[Qué debes hacer]:
- 1) Según la reseña, ¿qué personaje interpretó Tómas Tómasson?
- 2) Cita de forma literal el fragmento de la reseña que comienza con las palabras que contienen "Sensacional el rey" y termina con "en San Isidro.".

[Texto base]:
━━━━━━━━
Evelyn Herlitzius fue una Ortrud que derrochó maldad, con una actuación escénica sobresaliente. Personalmente me desquicia con sus chillidos y gritos, pero admito que su vis dramática fue excelente.

Tómas Tómasson, como Friedrich von Telramund, comenzó el primer acto de manera espléndida, pero, a partir del segundo, su voz fue yendo a peor, siempre en el límite a punto de quebrarse, con un par de accidentes muy notorios, aunque milagrosamente consiguió finalizar sin que asomase la granja avícola que parecía esconder en su garganta.

Sensacional el rey Heinrich del grandísimo René Pape. Todo un ejemplo de elegancia vocal y nobleza tímbrica. También destacó, en un papel que suele ser casi anecdótico, el Heraldo del notable barítono Zeljko Lucic.

Al final hubo grandes ovaciones para los artistas, con aluvión de bravos especialmente dedicados a Herlitzius, Kaufmann y Barenboim. También hubo lluvia de claveles sobre el escenario que, en el caso de René Pape, a punto estuvo de dejarle de por vida condenado a interpretar a Wotan, porque casi le sacan un ojo. Yo esperaba un abucheo histórico a Guth, pero, mira por dónde, los bravos fueron casi más que los abucheos, lo cual en una prima de La Scala es como cortar dos orejas en San Isidro.

Y mientras ellos se lo pasaban pipa en Milán, en Valencia el President Fabra sacaba por fin del gobierno a la Consellera con apellido de sheriff de spaguetti-western y dejaba la Conselleria de Cultura, junto a Educación y Deporte, en manos de María José Catalá… pero esto es otra historia (para no dormir).
━━━━━━━━
[Datos registrados]:
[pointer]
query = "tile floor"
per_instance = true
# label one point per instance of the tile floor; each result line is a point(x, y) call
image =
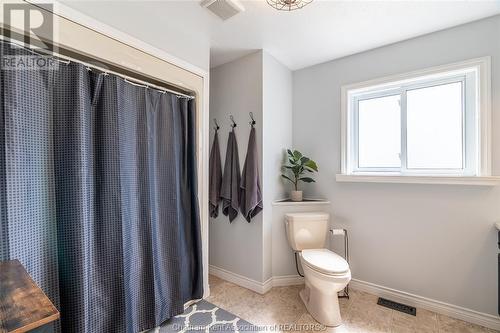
point(283, 306)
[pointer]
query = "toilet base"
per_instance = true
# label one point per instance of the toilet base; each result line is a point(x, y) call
point(326, 312)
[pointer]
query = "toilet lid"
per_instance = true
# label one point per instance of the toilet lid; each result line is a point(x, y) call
point(325, 261)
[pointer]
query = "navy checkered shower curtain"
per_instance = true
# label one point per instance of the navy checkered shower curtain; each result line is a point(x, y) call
point(98, 195)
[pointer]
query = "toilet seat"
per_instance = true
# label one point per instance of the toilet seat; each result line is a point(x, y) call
point(325, 261)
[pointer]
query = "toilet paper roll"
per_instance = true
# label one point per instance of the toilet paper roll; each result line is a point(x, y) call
point(338, 232)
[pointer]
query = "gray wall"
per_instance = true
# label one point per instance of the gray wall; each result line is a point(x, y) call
point(236, 88)
point(277, 136)
point(435, 241)
point(260, 84)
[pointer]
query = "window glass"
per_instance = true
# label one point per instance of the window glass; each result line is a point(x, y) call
point(434, 127)
point(379, 142)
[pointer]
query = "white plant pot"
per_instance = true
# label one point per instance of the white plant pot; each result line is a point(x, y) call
point(296, 195)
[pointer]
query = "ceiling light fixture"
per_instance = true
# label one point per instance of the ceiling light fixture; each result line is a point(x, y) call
point(288, 4)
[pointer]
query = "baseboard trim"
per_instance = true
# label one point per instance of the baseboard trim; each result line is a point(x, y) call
point(258, 287)
point(443, 308)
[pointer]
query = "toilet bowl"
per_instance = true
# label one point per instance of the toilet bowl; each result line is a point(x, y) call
point(325, 272)
point(323, 283)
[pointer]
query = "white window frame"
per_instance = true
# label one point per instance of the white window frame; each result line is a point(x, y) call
point(477, 128)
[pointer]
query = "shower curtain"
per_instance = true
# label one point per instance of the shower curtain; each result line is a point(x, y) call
point(98, 195)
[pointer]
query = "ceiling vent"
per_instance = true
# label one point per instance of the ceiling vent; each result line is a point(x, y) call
point(224, 9)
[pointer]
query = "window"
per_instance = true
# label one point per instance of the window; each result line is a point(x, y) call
point(429, 123)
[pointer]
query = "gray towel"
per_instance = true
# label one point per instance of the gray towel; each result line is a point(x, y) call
point(251, 195)
point(215, 177)
point(230, 188)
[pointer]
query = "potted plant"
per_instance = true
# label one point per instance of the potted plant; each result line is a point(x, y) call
point(295, 169)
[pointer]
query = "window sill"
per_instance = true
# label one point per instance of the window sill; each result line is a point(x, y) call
point(442, 180)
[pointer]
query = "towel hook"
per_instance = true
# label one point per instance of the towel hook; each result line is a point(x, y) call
point(217, 127)
point(251, 117)
point(234, 123)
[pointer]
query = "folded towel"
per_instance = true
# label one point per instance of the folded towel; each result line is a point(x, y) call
point(230, 188)
point(215, 177)
point(251, 195)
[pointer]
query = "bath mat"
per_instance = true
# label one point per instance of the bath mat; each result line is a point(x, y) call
point(206, 317)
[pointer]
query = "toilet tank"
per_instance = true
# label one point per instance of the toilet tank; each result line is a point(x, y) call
point(307, 230)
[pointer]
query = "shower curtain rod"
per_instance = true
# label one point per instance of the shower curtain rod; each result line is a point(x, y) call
point(105, 71)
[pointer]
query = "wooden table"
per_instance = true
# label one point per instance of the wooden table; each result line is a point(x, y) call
point(23, 305)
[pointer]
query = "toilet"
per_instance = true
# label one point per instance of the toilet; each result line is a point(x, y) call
point(326, 273)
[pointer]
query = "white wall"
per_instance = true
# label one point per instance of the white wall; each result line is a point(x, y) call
point(435, 241)
point(236, 88)
point(260, 84)
point(160, 24)
point(277, 125)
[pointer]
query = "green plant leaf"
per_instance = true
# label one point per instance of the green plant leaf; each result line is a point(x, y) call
point(286, 177)
point(311, 165)
point(307, 180)
point(297, 155)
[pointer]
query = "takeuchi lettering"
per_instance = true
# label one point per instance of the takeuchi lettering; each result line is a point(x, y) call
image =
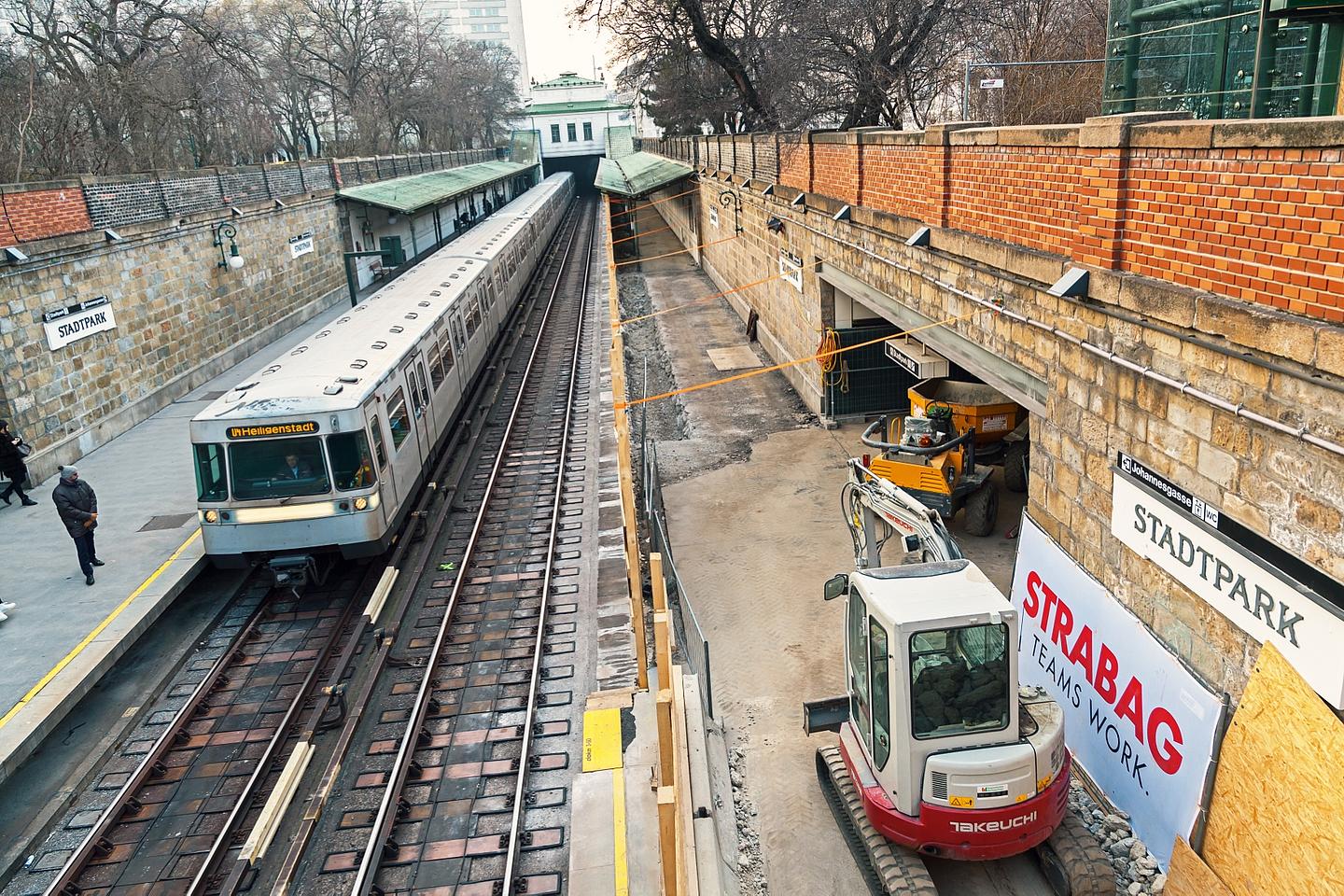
point(275, 428)
point(1157, 727)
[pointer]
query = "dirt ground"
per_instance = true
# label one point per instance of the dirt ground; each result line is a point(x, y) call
point(751, 486)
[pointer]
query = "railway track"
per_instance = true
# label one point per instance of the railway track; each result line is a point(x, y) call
point(350, 745)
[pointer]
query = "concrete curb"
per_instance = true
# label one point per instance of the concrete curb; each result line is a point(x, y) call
point(26, 731)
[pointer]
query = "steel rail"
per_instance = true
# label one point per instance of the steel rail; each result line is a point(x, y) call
point(528, 718)
point(448, 455)
point(386, 816)
point(275, 747)
point(152, 764)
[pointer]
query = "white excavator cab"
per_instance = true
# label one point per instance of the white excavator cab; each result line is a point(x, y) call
point(931, 670)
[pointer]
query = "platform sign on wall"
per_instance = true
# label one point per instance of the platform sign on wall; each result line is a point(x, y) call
point(791, 269)
point(1135, 718)
point(301, 245)
point(1163, 523)
point(78, 321)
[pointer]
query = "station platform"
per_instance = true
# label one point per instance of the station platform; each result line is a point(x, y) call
point(63, 635)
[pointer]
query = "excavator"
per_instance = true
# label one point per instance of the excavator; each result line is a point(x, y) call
point(940, 751)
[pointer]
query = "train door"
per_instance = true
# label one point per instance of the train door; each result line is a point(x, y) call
point(386, 477)
point(418, 398)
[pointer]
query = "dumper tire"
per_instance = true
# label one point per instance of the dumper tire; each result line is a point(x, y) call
point(983, 511)
point(1015, 465)
point(889, 868)
point(1074, 862)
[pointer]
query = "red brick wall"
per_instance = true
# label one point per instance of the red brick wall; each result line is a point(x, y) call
point(1262, 223)
point(1026, 195)
point(36, 214)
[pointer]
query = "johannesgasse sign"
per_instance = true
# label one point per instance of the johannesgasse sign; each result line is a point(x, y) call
point(1166, 525)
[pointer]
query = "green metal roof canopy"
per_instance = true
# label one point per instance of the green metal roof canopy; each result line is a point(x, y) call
point(408, 195)
point(638, 174)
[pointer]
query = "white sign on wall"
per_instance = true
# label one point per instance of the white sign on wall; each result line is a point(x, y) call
point(791, 269)
point(301, 245)
point(1254, 595)
point(78, 321)
point(1136, 719)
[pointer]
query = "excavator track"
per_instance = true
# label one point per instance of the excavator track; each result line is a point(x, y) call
point(1074, 862)
point(889, 868)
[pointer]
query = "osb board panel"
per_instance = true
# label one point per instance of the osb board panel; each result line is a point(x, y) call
point(1190, 876)
point(1274, 825)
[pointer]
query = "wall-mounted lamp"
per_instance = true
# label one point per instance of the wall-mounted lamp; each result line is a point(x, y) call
point(229, 259)
point(1072, 284)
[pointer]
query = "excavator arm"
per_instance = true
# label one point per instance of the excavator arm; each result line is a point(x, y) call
point(878, 512)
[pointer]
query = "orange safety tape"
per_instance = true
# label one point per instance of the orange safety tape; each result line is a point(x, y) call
point(657, 202)
point(793, 363)
point(648, 232)
point(651, 259)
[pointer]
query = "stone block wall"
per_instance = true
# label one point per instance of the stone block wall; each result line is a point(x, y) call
point(1285, 367)
point(1139, 192)
point(180, 317)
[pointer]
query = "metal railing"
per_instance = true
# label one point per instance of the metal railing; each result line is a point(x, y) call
point(693, 648)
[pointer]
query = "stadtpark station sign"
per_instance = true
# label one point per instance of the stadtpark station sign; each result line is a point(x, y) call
point(1254, 583)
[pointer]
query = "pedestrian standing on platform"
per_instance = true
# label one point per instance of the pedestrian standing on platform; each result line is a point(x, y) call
point(78, 508)
point(12, 450)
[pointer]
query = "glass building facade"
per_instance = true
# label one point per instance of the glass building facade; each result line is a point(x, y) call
point(1225, 60)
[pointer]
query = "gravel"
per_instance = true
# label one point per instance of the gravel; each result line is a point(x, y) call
point(1137, 871)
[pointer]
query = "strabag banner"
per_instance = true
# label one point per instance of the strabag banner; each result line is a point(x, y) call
point(1135, 718)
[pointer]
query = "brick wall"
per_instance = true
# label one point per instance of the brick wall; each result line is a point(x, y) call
point(30, 213)
point(1270, 481)
point(1252, 210)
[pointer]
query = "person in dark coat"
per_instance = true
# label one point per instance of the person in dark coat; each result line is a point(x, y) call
point(78, 508)
point(12, 465)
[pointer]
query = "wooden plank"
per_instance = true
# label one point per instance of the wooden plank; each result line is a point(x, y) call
point(665, 734)
point(666, 838)
point(689, 881)
point(1190, 876)
point(1274, 823)
point(662, 645)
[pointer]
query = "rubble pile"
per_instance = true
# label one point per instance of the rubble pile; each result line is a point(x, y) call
point(1136, 869)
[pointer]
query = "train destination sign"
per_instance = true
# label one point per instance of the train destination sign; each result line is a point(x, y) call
point(78, 321)
point(1159, 522)
point(307, 427)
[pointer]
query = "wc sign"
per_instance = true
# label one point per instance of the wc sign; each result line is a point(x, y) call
point(78, 321)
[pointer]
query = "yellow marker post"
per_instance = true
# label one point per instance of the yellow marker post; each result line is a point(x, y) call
point(601, 739)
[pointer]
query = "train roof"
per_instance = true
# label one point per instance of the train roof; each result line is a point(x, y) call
point(319, 375)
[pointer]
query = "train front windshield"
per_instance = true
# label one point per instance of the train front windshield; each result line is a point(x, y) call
point(278, 469)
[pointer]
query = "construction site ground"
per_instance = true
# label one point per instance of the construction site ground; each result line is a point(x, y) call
point(751, 485)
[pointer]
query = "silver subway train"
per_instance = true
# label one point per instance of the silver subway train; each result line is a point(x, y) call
point(323, 449)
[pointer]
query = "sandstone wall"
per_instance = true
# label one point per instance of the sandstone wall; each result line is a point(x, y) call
point(1245, 349)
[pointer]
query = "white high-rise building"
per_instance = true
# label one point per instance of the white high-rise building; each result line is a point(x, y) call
point(488, 21)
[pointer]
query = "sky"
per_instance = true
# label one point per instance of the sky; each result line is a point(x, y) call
point(555, 45)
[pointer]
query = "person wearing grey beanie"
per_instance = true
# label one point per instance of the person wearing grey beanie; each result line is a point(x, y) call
point(78, 508)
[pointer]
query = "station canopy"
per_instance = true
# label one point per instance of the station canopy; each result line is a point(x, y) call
point(413, 192)
point(638, 174)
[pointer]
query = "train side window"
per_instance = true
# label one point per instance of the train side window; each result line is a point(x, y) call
point(379, 452)
point(398, 419)
point(436, 366)
point(210, 473)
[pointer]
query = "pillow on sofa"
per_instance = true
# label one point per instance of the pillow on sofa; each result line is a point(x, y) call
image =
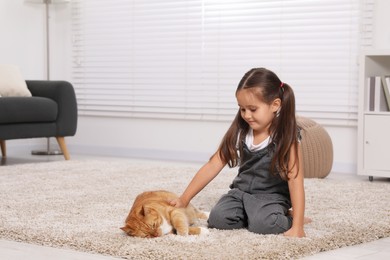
point(12, 83)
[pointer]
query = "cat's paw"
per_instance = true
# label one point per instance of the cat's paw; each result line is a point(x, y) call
point(204, 231)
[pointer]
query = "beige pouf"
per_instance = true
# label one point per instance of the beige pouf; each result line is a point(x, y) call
point(317, 149)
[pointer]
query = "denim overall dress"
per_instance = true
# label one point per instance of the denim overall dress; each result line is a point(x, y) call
point(258, 199)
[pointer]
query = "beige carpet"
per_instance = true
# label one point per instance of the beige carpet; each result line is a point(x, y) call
point(81, 205)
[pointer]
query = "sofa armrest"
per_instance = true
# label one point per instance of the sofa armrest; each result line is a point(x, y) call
point(63, 94)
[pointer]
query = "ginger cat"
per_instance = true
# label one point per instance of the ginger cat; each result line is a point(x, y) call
point(152, 216)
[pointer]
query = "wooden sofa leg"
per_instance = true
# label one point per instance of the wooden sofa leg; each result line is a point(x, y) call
point(3, 148)
point(61, 143)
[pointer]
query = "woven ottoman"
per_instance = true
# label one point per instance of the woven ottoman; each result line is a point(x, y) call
point(317, 149)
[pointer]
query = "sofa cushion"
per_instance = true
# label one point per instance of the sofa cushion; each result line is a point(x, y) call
point(12, 83)
point(27, 110)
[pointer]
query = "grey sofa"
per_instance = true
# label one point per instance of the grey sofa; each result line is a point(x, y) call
point(50, 112)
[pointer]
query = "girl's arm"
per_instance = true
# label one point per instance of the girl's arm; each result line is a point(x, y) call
point(203, 177)
point(297, 195)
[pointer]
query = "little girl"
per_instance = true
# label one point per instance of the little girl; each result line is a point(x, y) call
point(263, 140)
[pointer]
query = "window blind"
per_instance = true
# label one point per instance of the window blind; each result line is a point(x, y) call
point(183, 59)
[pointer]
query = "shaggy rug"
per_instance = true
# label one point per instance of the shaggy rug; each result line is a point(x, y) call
point(81, 205)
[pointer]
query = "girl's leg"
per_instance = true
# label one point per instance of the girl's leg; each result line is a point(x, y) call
point(229, 212)
point(267, 214)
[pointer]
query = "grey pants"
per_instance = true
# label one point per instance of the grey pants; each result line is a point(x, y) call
point(259, 213)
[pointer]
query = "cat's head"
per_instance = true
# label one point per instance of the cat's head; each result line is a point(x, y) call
point(143, 222)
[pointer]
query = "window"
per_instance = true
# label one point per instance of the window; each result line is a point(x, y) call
point(183, 59)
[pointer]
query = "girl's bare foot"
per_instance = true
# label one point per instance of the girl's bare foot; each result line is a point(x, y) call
point(306, 220)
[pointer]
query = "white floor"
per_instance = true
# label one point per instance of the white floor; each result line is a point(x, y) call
point(11, 250)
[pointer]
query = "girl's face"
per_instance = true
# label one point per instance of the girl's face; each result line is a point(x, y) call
point(256, 112)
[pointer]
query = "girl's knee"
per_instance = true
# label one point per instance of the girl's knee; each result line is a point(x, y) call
point(221, 220)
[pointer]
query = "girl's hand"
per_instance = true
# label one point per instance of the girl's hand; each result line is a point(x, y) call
point(177, 203)
point(295, 232)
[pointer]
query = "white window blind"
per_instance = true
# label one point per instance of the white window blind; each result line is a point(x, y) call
point(183, 59)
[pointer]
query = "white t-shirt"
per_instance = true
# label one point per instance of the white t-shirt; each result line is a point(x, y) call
point(257, 147)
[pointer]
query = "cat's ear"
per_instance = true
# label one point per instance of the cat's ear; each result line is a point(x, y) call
point(145, 210)
point(142, 211)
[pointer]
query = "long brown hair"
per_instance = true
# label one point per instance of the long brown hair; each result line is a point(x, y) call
point(283, 130)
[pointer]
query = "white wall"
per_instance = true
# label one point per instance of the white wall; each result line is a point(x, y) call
point(23, 43)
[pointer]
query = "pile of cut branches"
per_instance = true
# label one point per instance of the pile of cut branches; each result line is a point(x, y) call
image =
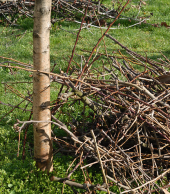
point(124, 124)
point(129, 135)
point(70, 10)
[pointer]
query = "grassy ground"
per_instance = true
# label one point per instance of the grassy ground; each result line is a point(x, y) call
point(18, 176)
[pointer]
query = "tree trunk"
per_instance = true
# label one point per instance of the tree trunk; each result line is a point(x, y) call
point(41, 85)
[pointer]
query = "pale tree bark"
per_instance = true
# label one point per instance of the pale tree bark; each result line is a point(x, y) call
point(41, 85)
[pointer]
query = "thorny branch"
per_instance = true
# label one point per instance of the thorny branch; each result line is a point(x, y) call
point(127, 110)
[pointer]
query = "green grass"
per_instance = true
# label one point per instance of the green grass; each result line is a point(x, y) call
point(17, 176)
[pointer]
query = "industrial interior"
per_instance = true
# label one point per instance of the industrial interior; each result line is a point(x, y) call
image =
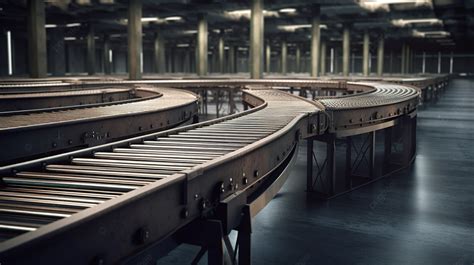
point(236, 132)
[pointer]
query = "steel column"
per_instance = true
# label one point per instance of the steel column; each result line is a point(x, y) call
point(91, 51)
point(315, 41)
point(365, 65)
point(36, 39)
point(380, 55)
point(134, 33)
point(323, 58)
point(284, 56)
point(201, 63)
point(346, 49)
point(256, 39)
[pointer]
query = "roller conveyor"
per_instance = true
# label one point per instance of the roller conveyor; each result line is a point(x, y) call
point(175, 171)
point(134, 167)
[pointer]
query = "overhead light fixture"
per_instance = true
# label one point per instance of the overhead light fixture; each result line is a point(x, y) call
point(174, 18)
point(71, 25)
point(245, 13)
point(149, 19)
point(394, 2)
point(404, 22)
point(430, 34)
point(373, 5)
point(192, 31)
point(293, 28)
point(287, 10)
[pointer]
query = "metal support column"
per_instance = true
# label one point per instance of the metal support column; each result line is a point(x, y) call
point(91, 51)
point(348, 182)
point(221, 52)
point(365, 63)
point(201, 62)
point(380, 55)
point(57, 52)
point(298, 59)
point(256, 39)
point(159, 58)
point(315, 41)
point(36, 39)
point(134, 33)
point(323, 58)
point(284, 56)
point(232, 59)
point(268, 57)
point(331, 163)
point(403, 58)
point(346, 49)
point(309, 165)
point(107, 59)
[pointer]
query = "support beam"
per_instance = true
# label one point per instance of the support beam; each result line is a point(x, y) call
point(407, 59)
point(57, 52)
point(315, 41)
point(298, 59)
point(159, 57)
point(403, 58)
point(268, 57)
point(221, 52)
point(107, 58)
point(91, 51)
point(36, 39)
point(346, 49)
point(201, 62)
point(256, 39)
point(323, 58)
point(232, 59)
point(380, 55)
point(423, 64)
point(134, 33)
point(366, 46)
point(284, 56)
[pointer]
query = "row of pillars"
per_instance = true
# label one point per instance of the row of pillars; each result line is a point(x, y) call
point(37, 46)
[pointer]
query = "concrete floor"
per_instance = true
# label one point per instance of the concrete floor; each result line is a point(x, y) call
point(421, 215)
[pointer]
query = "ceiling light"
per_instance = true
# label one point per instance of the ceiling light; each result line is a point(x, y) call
point(192, 31)
point(404, 22)
point(287, 10)
point(175, 18)
point(393, 2)
point(71, 25)
point(293, 28)
point(149, 19)
point(245, 13)
point(430, 34)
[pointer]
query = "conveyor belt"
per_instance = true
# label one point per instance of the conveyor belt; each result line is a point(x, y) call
point(84, 183)
point(161, 182)
point(74, 126)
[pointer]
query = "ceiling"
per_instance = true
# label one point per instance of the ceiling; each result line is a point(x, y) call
point(450, 24)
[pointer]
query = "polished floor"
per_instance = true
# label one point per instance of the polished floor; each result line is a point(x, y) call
point(421, 215)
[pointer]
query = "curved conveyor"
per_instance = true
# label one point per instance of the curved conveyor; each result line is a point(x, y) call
point(163, 181)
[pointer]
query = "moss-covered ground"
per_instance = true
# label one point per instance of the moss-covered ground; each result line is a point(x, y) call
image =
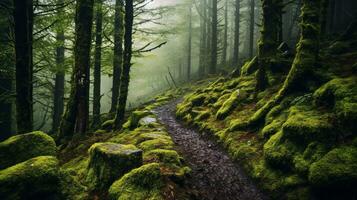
point(303, 148)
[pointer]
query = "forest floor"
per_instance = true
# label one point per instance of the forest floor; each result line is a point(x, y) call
point(214, 175)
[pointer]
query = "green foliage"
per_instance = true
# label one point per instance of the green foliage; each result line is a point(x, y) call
point(141, 183)
point(338, 168)
point(110, 161)
point(37, 178)
point(23, 147)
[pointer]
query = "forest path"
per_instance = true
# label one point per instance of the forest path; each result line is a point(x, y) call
point(214, 175)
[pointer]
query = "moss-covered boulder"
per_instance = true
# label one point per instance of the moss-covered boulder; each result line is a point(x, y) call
point(20, 148)
point(37, 178)
point(338, 168)
point(305, 124)
point(110, 161)
point(134, 119)
point(230, 104)
point(144, 183)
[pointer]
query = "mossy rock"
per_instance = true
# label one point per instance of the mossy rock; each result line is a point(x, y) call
point(158, 143)
point(230, 104)
point(20, 148)
point(167, 157)
point(108, 125)
point(36, 178)
point(135, 117)
point(182, 109)
point(144, 183)
point(110, 161)
point(250, 67)
point(338, 168)
point(304, 125)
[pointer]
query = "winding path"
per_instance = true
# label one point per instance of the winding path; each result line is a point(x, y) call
point(214, 175)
━━━━━━━━
[Respuestas]:
- 1) Interpretó a Friedrich von Telramund.

- 2)
Sensacional el rey Heinrich del grandísimo René Pape. Todo un ejemplo de elegancia vocal y nobleza tímbrica. También destacó, en un papel que suele ser casi anecdótico, el Heraldo del notable barítono Zeljko Lucic.

Al final hubo grandes ovaciones para los artistas, con aluvión de bravos especialmente dedicados a Herlitzius, Kaufmann y Barenboim. También hubo lluvia de claveles sobre el escenario que, en el caso de René Pape, a punto estuvo de dejarle de por vida condenado a interpretar a Wotan, porque casi le sacan un ojo. Yo esperaba un abucheo histórico a Guth, pero, mira por dónde, los bravos fueron casi más que los abucheos, lo cual en una prima de La Scala es como cortar dos orejas en San Isidro.